Instructions to follow —
Reproduce the records from their first line through the line containing "pixel 588 549", including that line and the requests. In each answer, shift every coordinate value by -129.

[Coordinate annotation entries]
** Begin **

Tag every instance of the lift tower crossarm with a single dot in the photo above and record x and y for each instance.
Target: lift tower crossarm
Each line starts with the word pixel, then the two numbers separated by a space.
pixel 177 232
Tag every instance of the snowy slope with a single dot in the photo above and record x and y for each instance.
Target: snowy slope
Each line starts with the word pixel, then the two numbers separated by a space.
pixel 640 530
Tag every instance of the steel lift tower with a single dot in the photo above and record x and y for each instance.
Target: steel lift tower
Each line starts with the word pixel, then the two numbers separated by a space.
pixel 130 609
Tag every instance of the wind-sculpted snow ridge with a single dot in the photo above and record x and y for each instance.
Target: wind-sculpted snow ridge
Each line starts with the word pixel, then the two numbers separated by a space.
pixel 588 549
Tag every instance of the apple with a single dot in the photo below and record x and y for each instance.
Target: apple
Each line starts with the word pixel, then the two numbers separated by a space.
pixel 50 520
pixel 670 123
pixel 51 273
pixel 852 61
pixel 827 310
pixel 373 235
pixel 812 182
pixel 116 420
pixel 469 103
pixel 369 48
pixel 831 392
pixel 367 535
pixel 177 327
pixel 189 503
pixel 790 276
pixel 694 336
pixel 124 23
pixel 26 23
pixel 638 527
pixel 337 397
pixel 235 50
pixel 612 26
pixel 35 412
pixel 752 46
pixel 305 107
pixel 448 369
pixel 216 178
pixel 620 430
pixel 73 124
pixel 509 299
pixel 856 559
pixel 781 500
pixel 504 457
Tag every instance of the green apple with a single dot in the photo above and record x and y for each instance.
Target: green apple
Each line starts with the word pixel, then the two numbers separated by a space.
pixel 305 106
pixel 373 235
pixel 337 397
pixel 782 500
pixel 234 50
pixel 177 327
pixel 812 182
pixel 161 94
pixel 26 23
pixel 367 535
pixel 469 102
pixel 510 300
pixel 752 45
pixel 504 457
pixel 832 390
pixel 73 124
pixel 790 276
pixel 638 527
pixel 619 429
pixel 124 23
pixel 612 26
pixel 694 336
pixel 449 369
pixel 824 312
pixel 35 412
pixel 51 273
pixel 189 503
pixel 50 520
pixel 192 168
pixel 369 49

** End **

Final result —
Tag every instance of the lift tower crossarm with a single dot in the photo above and record x and y for each instance.
Target: lift tower crossarm
Each line starts with the word pixel, then the two numbers separated by a space.
pixel 48 103
Tag every instance of the snowy slope with a single dot in the photo above and record x and y for each instance.
Target: snowy slope
Each line starts with the word pixel, then the two numbers separated by a space.
pixel 511 401
Tag every instance of the steel lift tower with a single dot in the photo above and record x and y for each instance.
Target: steel lift tower
Each line starts with the word pixel, then the two numbers separated by a space.
pixel 1 480
Tag every instance of the wind-sculpted snow ridge with a single dot in the photo above and record x and y for each instance.
Target: wind-sculpted snow ridge
Each line starts with the word pixel, then the two numbers separated by a space.
pixel 459 420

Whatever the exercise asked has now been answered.